PROBLEM DETAILS:
Would you output the following records verbatim and skip the images in them?

TASK INPUT:

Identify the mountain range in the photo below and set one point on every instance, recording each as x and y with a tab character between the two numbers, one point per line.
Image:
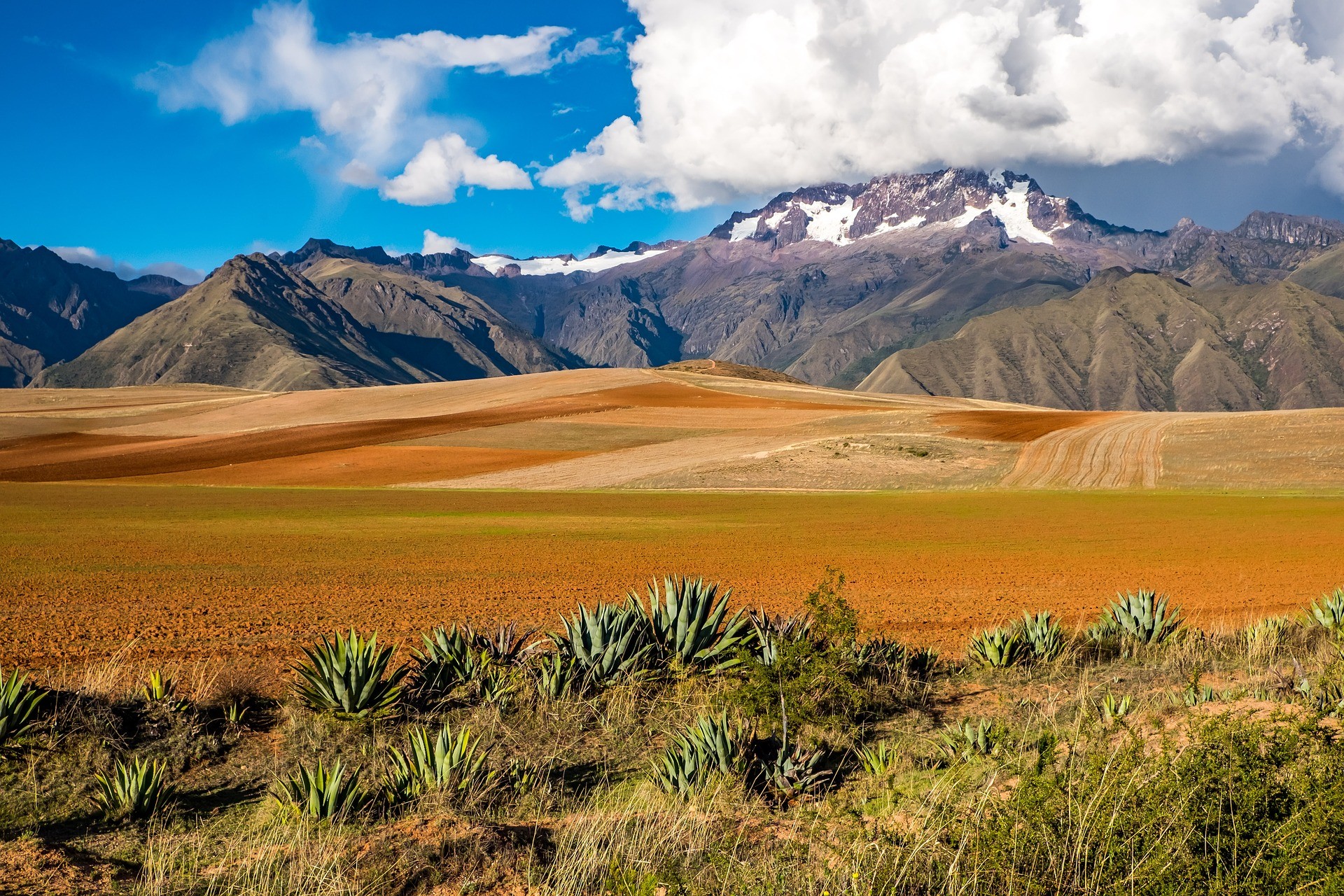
956	282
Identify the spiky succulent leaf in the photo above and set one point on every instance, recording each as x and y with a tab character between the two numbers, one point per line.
19	704
997	648
349	678
136	789
687	625
320	792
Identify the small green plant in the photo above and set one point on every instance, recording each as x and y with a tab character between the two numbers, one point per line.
19	704
706	747
771	631
997	648
793	771
878	760
687	624
1328	612
321	793
608	644
555	675
505	644
134	790
1139	618
968	739
1113	710
1043	637
160	690
451	763
349	678
451	660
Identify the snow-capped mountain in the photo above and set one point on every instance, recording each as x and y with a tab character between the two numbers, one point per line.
958	198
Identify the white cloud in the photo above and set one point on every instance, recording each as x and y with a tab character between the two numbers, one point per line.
742	97
370	93
93	258
442	166
435	244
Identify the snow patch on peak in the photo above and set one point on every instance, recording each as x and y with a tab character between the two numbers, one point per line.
564	264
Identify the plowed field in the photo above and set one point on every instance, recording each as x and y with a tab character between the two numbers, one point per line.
202	571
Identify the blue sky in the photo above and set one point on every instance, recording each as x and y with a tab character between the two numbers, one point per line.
92	158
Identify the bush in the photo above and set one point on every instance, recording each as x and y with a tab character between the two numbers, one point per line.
321	793
687	624
19	704
451	763
136	790
347	678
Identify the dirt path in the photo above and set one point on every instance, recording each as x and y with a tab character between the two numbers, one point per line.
1114	453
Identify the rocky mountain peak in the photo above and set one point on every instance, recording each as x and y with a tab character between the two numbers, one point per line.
841	214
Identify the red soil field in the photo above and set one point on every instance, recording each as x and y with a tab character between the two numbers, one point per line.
192	573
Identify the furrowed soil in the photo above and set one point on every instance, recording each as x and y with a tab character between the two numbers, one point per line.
194	573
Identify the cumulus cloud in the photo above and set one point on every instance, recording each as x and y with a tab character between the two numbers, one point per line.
93	258
369	93
442	166
741	97
435	244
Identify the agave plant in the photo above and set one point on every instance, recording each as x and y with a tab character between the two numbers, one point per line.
965	741
1043	636
449	660
321	793
708	746
1328	612
505	645
349	678
18	706
136	790
555	675
687	624
769	631
997	648
1142	618
452	763
1113	710
160	690
608	644
793	771
878	760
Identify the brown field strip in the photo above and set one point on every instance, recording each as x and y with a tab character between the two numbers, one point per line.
51	458
217	573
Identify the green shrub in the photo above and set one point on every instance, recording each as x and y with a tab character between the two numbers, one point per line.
349	678
706	747
1043	636
19	704
134	790
608	644
686	621
1140	618
997	648
1328	612
321	793
449	763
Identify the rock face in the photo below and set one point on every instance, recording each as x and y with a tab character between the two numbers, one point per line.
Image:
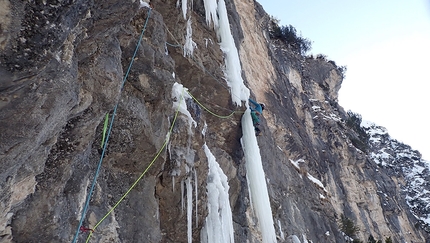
65	65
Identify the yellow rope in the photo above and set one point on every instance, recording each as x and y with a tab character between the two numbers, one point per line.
143	173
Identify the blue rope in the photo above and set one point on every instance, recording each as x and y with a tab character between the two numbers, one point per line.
84	211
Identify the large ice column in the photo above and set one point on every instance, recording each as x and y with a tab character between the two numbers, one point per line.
233	69
219	222
257	180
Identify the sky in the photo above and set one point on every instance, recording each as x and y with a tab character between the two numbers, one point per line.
385	45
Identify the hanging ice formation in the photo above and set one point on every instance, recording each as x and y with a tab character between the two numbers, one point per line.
179	95
218	226
183	7
189	43
232	68
257	180
255	174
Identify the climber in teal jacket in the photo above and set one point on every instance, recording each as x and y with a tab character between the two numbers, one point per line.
256	111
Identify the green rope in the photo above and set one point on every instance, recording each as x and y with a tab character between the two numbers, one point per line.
143	173
87	202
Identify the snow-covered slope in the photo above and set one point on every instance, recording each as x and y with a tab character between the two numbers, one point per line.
400	160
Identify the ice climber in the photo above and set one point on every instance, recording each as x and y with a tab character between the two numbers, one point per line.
256	111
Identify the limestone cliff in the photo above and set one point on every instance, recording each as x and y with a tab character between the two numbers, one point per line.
65	65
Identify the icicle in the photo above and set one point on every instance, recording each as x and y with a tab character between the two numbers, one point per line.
233	70
256	179
189	43
218	226
189	209
178	91
205	128
184	7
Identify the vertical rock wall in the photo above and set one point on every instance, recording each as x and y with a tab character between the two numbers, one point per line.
62	68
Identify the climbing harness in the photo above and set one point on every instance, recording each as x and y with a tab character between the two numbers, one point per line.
87	202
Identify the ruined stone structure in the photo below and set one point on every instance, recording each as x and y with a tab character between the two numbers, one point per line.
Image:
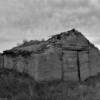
66	56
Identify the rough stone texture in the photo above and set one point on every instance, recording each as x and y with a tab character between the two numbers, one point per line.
67	56
49	67
84	64
70	65
94	61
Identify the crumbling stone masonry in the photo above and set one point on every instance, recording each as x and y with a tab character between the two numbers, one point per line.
66	56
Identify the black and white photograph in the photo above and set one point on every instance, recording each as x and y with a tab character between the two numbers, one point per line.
49	49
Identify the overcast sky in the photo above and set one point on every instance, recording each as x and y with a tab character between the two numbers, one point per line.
37	19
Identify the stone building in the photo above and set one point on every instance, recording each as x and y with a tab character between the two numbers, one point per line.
65	56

RESPONSE BELOW:
Identify the mountain range in the photo below and set one point on every instance, recording each as x and y with a tab character between the two numbers, one point per line.
Image:
956	282
Identify the spiky succulent leaf in the photo above and set one point on every instance, recording each as x and y with a tab character between the two numbers, one point per line.
19	704
997	648
349	678
136	789
687	625
320	792
Identify the small green plant in the photo above and set one point on every instance, recording each as x and y with a tab character between the two numbers, one point per line.
19	704
706	747
771	631
997	648
793	771
878	760
687	624
1328	612
321	793
608	644
555	675
505	644
134	790
1139	618
968	739
1113	710
1043	637
160	690
451	763
349	678
451	660
Identify the snow-capped mountain in the photo above and set one point on every instance, recording each as x and y with a tab character between the two numbers, one point per line.
958	198
Identify the white cloud in the photo above and set one point on every instance, recording each as x and y with a tab character between the two numbers, one point per line.
742	97
370	93
93	258
442	166
435	244
Identify the snow patch on peak in the photo above and set one point on every instance, recording each as x and y with a tab character between the two numbers, one point per line.
564	264
Identify the plowed field in the photo above and set one point on every instance, recording each as x and y with a tab character between the two numbers, one point per line.
202	571
Identify the blue sky in the photo above and set one point on every instance, recording each as x and y with a tab character between the two numbers, one point per line.
92	158
Identify the bush in the photo above and set one point on every instance, recording each as x and y with a tab character between the two numbers, one point per line.
321	793
687	624
19	704
451	763
136	790
347	678
Identify the dirt path in the photo above and set one point on every instance, recording each as x and y with a tab character between the two numbers, one point per line.
1114	453
Identify the rocky mountain peak in the photo above and set one point on every instance, recording each as x and y with a tab character between the two numbers, one point per line.
841	214
Identify the red soil field in the photo above and set one point on every instance, recording each as x and y with a tab character between the two numbers, one point per line.
192	573
Identify the furrowed soil in the photo above and set one point on every instance, recording each as x and y with a tab character between the two numbers, one point per line.
194	573
Identify the cumulus cloud in the photo above and set one point on every instance, recording each as x and y with a tab character between the two numbers, one point per line.
93	258
369	93
442	166
741	97
435	244
Identify the agave plant in the photo above and set one point on every instance, recording each as x and y with a tab character between the two numbers, one point per line.
965	741
1043	636
449	660
321	793
708	746
1328	612
505	645
349	678
18	706
136	790
555	675
687	624
769	631
997	648
1142	618
452	763
1113	710
160	690
608	644
793	771
878	760
Identify the brown field strip in the photo above and set one point on every instance, recording each as x and y with a tab character between the two numbers, one point per line.
51	458
217	573
Identify the green shrub in the photo above and set one point on every instance, recording each as x and y with a tab character between the two numbers, one point per line.
349	678
706	747
1043	636
19	704
134	790
608	644
686	621
1140	618
997	648
1328	612
321	793
449	763
Identify the rock face in the photo below and set one point on every instance, recording each as x and y with a tab character between the two numbers, one point per line.
Image:
65	65
Identify the yellow rope in the photo above and set one point on every instance, recording each as x and y with a tab character between the two numbers, one point per line.
143	173
Identify the blue rope in the photo above and set one point on every instance, recording each as x and y with a tab character between the two numbers, one point per line.
84	211
Identify the large ice column in the photo above and set one point on every instance, recording each as x and y with a tab character between the two numbers, one point per line.
233	69
219	222
257	180
Identify the sky in the photo above and set one point on every instance, recording each as x and y with a tab character between the two numbers, one point per line.
385	45
Identify the hanging ice formation in the photo above and set one point on every instance, recording each as x and y with a tab character between the two numbers, one point per line.
179	95
218	226
183	7
189	43
232	68
257	180
255	174
Identify the climber in teal jacket in the photo above and set one point on every instance, recording each as x and y with a tab character between the two numbers, one point per line.
256	111
Identify the green rope in the photo above and set one point on every instance, recording each as x and y with a tab character between the two numbers, one point per line.
143	173
87	202
Identify the snow-covered slope in the photo above and set one point on every instance, recording each as x and y with a tab character between the two numbers, one point per line.
400	160
Identify the ice climber in the photo above and set one point on every instance, recording each as x and y with a tab character between the two numbers, one point per line.
256	111
Identify the limestone cliff in the photo above and set one point on every instance, recording each as x and y with a tab character between the two numbers, one point per line.
65	65
Identify the icicle in the photo above and set one point on every instance, recording each as x and y with a tab character between the two numbers, one point per line.
233	70
256	179
189	43
218	226
189	209
178	91
205	128
184	7
Identify the vertical rock wall in the photo above and set one point on every instance, recording each as x and y with a tab character between the two numbers, one point per line.
62	68
Identify the climbing harness in the photo above and set one point on every instance, recording each as x and y with a tab character between the two numbers, one point per line.
87	202
Identify the ruined stone structure in the photo below and set one point on every instance, recording each as x and y with a tab character between the two numbers, one point per line.
Image:
66	56
Identify the rough stone texture in the photo above and set one point on every instance, recording each as x and y with a tab character between the two numbers, one point per line.
67	56
49	67
84	64
70	65
94	61
Identify the crumbling stone masonry in the photo above and set one point on every instance, recording each as x and y with a tab character between the two numbers, one point per line.
66	56
Identify the black and white photograph in the photo above and set one point on every instance, recording each as x and y with a tab character between the two numbers, one point per line.
49	49
Identify the overcast sky in the photo above and set one point on every instance, recording each as x and y with a tab character between the two numbers, one point per line.
37	19
Identify the stone building in the photo above and set one point on every instance, recording each as x and y with a tab character between the two numbers, one point per line.
65	56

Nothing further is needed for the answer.